Looking at that, I see 1.000. I believe you read these from the top of the meniscus.

Good idea to make a sugar solution and do a 2-point calibration. I have 3 hydrometers and tested them @ 1.000 and 1.100. 2 of them were nearly perfect at both ends. The other read 1.002 with water and 1.111 with the 1.100 solution!

Thats an error of 11 points at high gravity. Wow.

I tested against a refractometer.
 
The calibration is only as accurate as your thermometer (and ability to read the instrumentation properly).

ABV and attenuation will not change so long as your hydrometer reads linearly, and the samples were taken at proper temp. You may be fooled into thinking that your efficiency is consistently low or high, but let your palate be the ultimate judge, not some lab instrument.
 
The calibration is only as accurate as your thermometer (and ability to read the instrumentation properly).

ABV and attenuation will not change so long as your hydrometer reads linearly, and the samples were taken at proper temp. You may be fooled into thinking that your efficiency is consistently low or high, but let your palate be the ultimate judge, not some lab instrument.

A few degrees error on a thermometer don't make 1 gravity point of difference. So, while temp does effect the reading, the accuracy of the thermometer is not very important.


As I demonstrated above, the error in one of my hydrometers was not just an offset. This error would have resulted in incorrect ABV and attenuation. I agree we are in the minutia of brewing process, but hell that's what we do here, right? :mug:
 
Agreed. Looks like 1.004.

Ray Daniels, on page 14 of Designing Great Beers, says this (I've got it opened in front of me here):

"Also, read the hydrometer correctly. (The hydrometer reading should be obvserved at the top of the small meniscus thet forms around the hydrometer shaft). While this might seem simple, I did it incorrectly for nrearly six years!" [emphasis is Ray's, not mine]​
 
Ray Daniels, on page 14 of Designing Great Beers, says this (I've got it opened in front of me here):

"Also, read the hydrometer correctly. (The hydrometer reading should be obvserved at the top of the small meniscus thet forms around the hydrometer shaft). While this might seem simple, I did it incorrectly for nrearly six years!" [emphasis is Ray's, not mine]​

I'll trust a science textbook. Thanks.

Unless, for some reason, beer hydrometers are calibrated differently... I'm not sure of this though.
 
More Google did not help. I found both answers. Perhaps it's best to read the documentation that comes with your hydrometer and do what it says. Several quotes from hydrometer instructions discussed reading the top of the meniscus. Several university and homebrew sites mention the bottom. Hell, I'll throw mine in 60 degree distilled water and use whichever side is closest to 1.000
 
More Google did not help. I found both answers. Perhaps it's best to read the documentation that comes with your hydrometer and do what it says. Several quotes from hydrometer instructions discussed reading the top of the meniscus. Several university and homebrew sites mention the bottom. Hell, I'll throw mine in 60 degree distilled water and use whichever side is closest to 1.000

Haha, I'm doing the same thing and have arrived at both answers as well. Maybe brewing hydrometers are different...

Now I'm confused.

* **Short problem 1**
Reproduce the part of the hydrometer thread between "A few degrees" and "Looks like 1.004.", inclusive.
* **Short problem 2**
State whether each statement agrees with the hydrometer thread, answering yes or no and quoting the words that decide it: (a) one of the three hydrometers read 1.002 in water; (b) Ray Daniels says the reading should be taken at the bottom of the meniscus; (c) one poster plans to put a hydrometer in 60 degree distilled water.
The data that come after the hydrometer thread are taken from an unrelated source.

(Bounding box annotation entries)
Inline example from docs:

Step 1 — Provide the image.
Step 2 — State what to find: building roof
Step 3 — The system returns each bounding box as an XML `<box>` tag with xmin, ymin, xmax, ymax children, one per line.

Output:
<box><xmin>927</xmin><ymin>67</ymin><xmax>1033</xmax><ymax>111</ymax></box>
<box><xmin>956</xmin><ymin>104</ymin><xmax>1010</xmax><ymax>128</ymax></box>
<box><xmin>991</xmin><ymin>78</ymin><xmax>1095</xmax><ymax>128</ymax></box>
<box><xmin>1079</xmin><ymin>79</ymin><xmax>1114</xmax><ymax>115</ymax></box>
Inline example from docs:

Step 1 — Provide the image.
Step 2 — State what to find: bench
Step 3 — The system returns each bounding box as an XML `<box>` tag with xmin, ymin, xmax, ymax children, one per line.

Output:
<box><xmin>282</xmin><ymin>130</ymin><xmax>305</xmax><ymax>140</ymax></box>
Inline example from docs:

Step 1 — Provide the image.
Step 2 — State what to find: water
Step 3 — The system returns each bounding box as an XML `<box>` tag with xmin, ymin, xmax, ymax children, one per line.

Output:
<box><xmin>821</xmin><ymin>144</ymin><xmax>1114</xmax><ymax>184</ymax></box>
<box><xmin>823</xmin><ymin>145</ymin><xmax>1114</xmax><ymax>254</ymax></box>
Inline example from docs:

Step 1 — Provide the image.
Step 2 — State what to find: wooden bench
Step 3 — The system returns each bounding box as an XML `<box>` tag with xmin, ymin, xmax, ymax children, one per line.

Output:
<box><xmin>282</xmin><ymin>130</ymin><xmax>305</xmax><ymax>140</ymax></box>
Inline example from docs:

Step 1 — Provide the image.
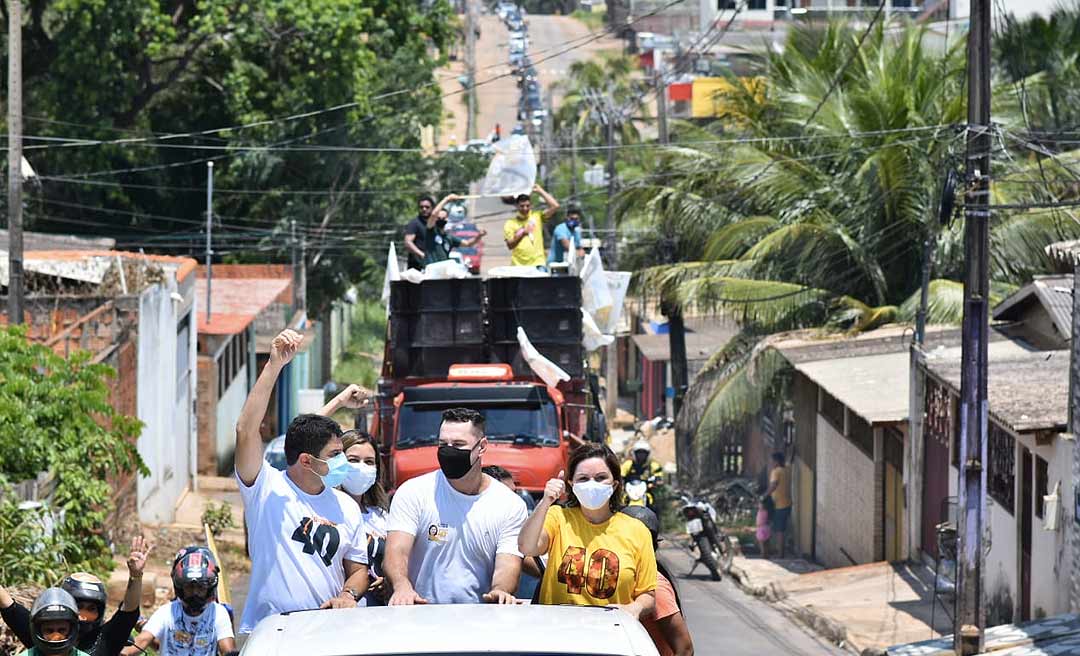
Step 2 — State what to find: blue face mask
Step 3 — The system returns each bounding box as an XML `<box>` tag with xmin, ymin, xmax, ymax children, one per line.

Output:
<box><xmin>311</xmin><ymin>453</ymin><xmax>352</xmax><ymax>487</ymax></box>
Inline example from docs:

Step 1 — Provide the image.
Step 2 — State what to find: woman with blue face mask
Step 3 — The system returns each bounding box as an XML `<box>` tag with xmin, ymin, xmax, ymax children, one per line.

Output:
<box><xmin>517</xmin><ymin>443</ymin><xmax>657</xmax><ymax>618</ymax></box>
<box><xmin>341</xmin><ymin>429</ymin><xmax>390</xmax><ymax>606</ymax></box>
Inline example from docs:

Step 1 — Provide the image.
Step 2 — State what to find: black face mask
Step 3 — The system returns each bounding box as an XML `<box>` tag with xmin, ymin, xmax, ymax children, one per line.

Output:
<box><xmin>438</xmin><ymin>444</ymin><xmax>476</xmax><ymax>481</ymax></box>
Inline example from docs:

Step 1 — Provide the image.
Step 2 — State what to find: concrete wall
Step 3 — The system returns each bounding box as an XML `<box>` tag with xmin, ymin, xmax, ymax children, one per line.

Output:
<box><xmin>137</xmin><ymin>281</ymin><xmax>195</xmax><ymax>524</ymax></box>
<box><xmin>814</xmin><ymin>415</ymin><xmax>878</xmax><ymax>567</ymax></box>
<box><xmin>214</xmin><ymin>365</ymin><xmax>247</xmax><ymax>476</ymax></box>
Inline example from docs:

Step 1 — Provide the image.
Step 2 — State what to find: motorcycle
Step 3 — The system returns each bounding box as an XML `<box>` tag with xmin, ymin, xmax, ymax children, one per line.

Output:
<box><xmin>623</xmin><ymin>474</ymin><xmax>660</xmax><ymax>512</ymax></box>
<box><xmin>679</xmin><ymin>494</ymin><xmax>734</xmax><ymax>580</ymax></box>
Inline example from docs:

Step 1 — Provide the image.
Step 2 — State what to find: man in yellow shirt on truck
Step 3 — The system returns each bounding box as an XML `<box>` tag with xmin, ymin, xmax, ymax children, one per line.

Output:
<box><xmin>502</xmin><ymin>185</ymin><xmax>558</xmax><ymax>269</ymax></box>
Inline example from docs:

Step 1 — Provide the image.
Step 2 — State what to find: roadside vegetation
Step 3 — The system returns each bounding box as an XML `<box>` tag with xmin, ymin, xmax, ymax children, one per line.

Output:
<box><xmin>618</xmin><ymin>9</ymin><xmax>1080</xmax><ymax>475</ymax></box>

* **Written response 1**
A few degrees error on a thermometer don't make 1 gravity point of difference. So, while temp does effect the reading, the accuracy of the thermometer is not very important.


As I demonstrated above, the error in one of my hydrometers was not just an offset. This error would have resulted in incorrect ABV and attenuation. I agree we are in the minutia of brewing process, but hell that's what we do here, right? :mug:
 
Agreed. Looks like 1.004.

* **Written response 2**
(a) Yes: "The other read 1.002 with water"
(b) No: "The hydrometer reading should be obvserved at the top of the small meniscus"
(c) Yes: "I'll throw mine in 60 degree distilled water"